▶ [Tasks to perform]:
[a] Reproduce the blog post's text verbatim, between "Accessible Islamic Links" and "a good thing.", inclusive.
[b] Answer these questions from the blog post:
(i) On what date was it posted?
(ii) What phrase in a class or program listing gives the writer a sinking feeling?
(iii) What kind of screen reader is the writer unsure exists?
[c] Condense the blog post's paragraph beginning "Regarding things Islamic" into a shorter version that keeps its main facts.

Accessible Islamic Links for the Blind / Visually Impaired
Posted by Ginny on June 14, 2008
Assalamu alaikum, OK, so I hate to whine and complain about things not being accessible, because a lot of the time, I really don’t know how to fix said accessibility solutions. (except to email the site administrator, etc.), But I feel like I complain sometimes, yet really don’t offer as much as I could in the way of solutions to fix whatever it is I’m complaining about. I just sorta expect things to be accessible, because, well, they just should be. As if I’m back in blind school world or something, when everything was in Braille or on tape or in large print format or whatever. And that’s just not a good thing.
Regarding things Islamic, I’ve often felt frustrated that resources that could increase my Islamic knowledge are just simply not available to me, and anyone who could teach blind Muslims, i.e., the Arabic Braille code, how to read the Qur’an in Braille, etc., are just too far away from me for me to be able to access. And regarding online classes, at some point, with anything in the area of Islamic knowledge, one just must know Arabic, there’s just no way around it.
When I see a class or program somewhere, and I see the phrase “knowledge of Arabic is required”, or whatever, I get this sinking feeling that I will never move past knowing the basics of Islam, fiqh, tajweed of the Qur’an etc., because I won’t be able to find anyone who can even begin to teach me how to read Arabic, etc., etc., and then I briefly engage in a moment of self-pity.
Even if I could learn Arabic Braille, just as in English Braille, materials for gaining knowledge would be in short supply. That would then necesitate me getting some sort of an Arabic Screen-reader, and finding some alternative way to if not learn the Arabic language, which I could conceivably do, but to get online materials in Arabic, that I could then be able to decipher because I would have the knowledge to understand whatever it was the screen reader was trying to tell me. The problem is, I’m not sure if there is a screen-reader which would read both English and Arabic, such that I could take an online Arabic class, and be able to read everything that was on the screen.
It really bothers me when I get in moods like this, but it also bothers me that my Islamic knowledge has definitely plateaued, and yet I have a desire to learn more. And unfortunately, no means to do so that I’m aware of. I can understand being rewarded for my intentions, I can understand people saying that not everyone was meant to be a scholar, etc., etc., but when I hear people say things like this, I feel like their just brushing me off, that they just want me to just shut up and stop complaining.

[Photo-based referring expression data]
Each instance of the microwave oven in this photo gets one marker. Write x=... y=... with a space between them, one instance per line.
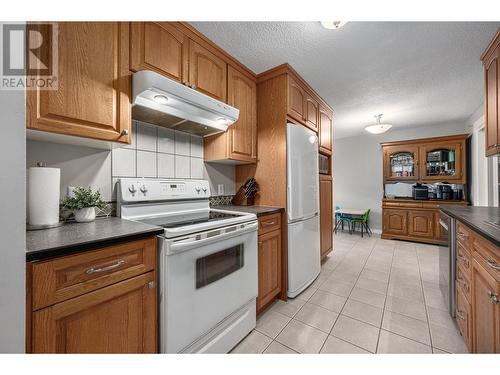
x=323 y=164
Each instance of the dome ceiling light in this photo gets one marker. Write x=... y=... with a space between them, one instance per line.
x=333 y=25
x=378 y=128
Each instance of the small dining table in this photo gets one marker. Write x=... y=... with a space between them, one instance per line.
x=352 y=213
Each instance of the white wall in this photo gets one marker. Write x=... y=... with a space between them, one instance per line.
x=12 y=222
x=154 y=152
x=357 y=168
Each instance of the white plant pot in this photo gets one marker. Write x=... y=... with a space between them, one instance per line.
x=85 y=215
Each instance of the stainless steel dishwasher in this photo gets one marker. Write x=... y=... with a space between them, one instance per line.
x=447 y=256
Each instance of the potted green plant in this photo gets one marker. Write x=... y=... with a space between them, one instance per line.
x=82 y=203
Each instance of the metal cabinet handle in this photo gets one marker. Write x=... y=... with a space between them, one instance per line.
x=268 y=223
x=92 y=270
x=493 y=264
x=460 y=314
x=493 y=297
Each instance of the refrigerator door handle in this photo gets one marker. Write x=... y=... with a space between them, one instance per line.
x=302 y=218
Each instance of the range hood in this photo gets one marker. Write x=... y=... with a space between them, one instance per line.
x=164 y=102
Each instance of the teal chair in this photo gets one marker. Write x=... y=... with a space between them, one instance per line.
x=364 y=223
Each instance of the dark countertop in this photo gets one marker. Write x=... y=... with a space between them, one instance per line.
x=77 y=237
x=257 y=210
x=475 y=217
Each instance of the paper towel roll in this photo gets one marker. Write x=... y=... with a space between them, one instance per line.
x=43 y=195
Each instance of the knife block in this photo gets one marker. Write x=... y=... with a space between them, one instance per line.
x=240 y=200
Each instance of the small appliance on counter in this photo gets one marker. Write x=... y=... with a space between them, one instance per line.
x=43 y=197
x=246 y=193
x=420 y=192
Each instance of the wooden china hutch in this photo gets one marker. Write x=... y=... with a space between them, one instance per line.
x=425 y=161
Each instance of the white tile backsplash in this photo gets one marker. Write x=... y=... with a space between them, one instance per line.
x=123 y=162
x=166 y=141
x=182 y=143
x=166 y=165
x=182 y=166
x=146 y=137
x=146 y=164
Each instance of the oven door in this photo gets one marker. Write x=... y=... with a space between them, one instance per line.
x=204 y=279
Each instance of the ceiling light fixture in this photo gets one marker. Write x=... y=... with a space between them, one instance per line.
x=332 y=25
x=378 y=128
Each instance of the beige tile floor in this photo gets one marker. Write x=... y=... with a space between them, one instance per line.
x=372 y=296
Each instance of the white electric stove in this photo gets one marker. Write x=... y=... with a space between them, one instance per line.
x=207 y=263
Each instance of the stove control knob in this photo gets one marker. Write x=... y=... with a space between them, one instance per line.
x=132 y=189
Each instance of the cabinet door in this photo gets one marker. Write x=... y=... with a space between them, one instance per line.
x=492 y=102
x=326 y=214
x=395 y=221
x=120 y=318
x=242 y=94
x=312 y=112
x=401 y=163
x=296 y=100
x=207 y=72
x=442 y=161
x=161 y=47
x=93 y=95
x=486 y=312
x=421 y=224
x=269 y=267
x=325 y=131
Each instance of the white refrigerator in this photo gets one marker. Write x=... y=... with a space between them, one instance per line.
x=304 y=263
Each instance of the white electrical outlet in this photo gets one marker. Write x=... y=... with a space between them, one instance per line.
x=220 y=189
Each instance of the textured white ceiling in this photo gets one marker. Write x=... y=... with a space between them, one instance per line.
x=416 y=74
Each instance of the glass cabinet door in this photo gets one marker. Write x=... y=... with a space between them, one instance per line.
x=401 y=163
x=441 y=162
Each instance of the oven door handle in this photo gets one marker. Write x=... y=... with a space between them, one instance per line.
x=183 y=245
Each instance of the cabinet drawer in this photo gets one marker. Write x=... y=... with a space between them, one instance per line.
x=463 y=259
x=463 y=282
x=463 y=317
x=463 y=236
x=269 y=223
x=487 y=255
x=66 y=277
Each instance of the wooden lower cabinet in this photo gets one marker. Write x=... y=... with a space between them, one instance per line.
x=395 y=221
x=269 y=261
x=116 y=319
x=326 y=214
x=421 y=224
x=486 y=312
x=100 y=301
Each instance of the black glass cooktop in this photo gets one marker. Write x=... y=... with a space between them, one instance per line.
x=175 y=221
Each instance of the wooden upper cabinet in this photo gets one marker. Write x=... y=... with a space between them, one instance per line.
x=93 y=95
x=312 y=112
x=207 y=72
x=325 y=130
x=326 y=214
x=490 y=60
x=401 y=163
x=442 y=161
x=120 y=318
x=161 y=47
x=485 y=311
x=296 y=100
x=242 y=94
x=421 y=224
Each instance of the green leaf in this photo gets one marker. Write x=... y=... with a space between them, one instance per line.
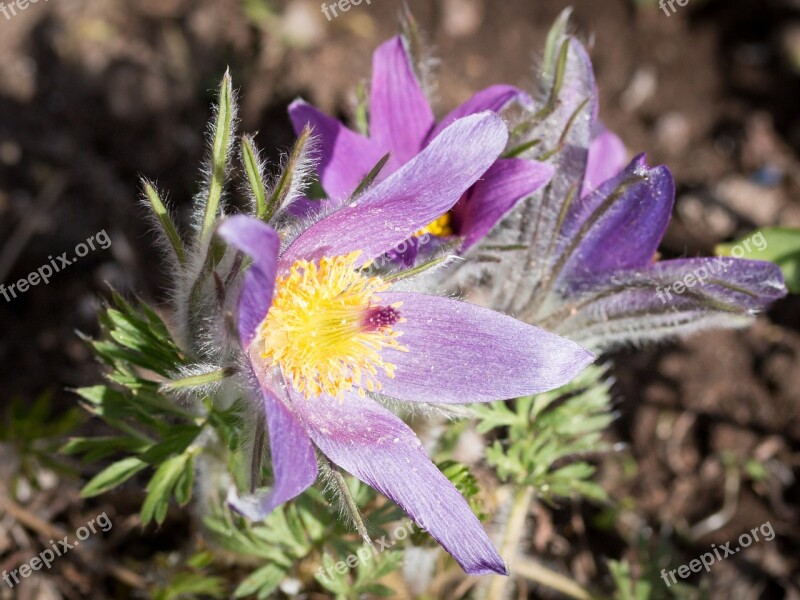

▶ [Responses in order]:
[a]
Accessible Islamic Links for the Blind / Visually Impaired
Posted by Ginny on June 14, 2008
Assalamu alaikum, OK, so I hate to whine and complain about things not being accessible, because a lot of the time, I really don’t know how to fix said accessibility solutions. (except to email the site administrator, etc.), But I feel like I complain sometimes, yet really don’t offer as much as I could in the way of solutions to fix whatever it is I’m complaining about. I just sorta expect things to be accessible, because, well, they just should be. As if I’m back in blind school world or something, when everything was in Braille or on tape or in large print format or whatever. And that’s just not a good thing.

[b]
(i) June 14, 2008
(ii) "knowledge of Arabic is required"
(iii) One that would read both English and Arabic

[c] The writer is frustrated that resources for increasing Islamic knowledge are not available to them. Anyone who could teach blind Muslims, for example the Arabic Braille code or how to read the Qur'an in Braille, is too far away to reach. Online classes offer no solution, because study in any area of Islamic knowledge eventually requires knowing Arabic.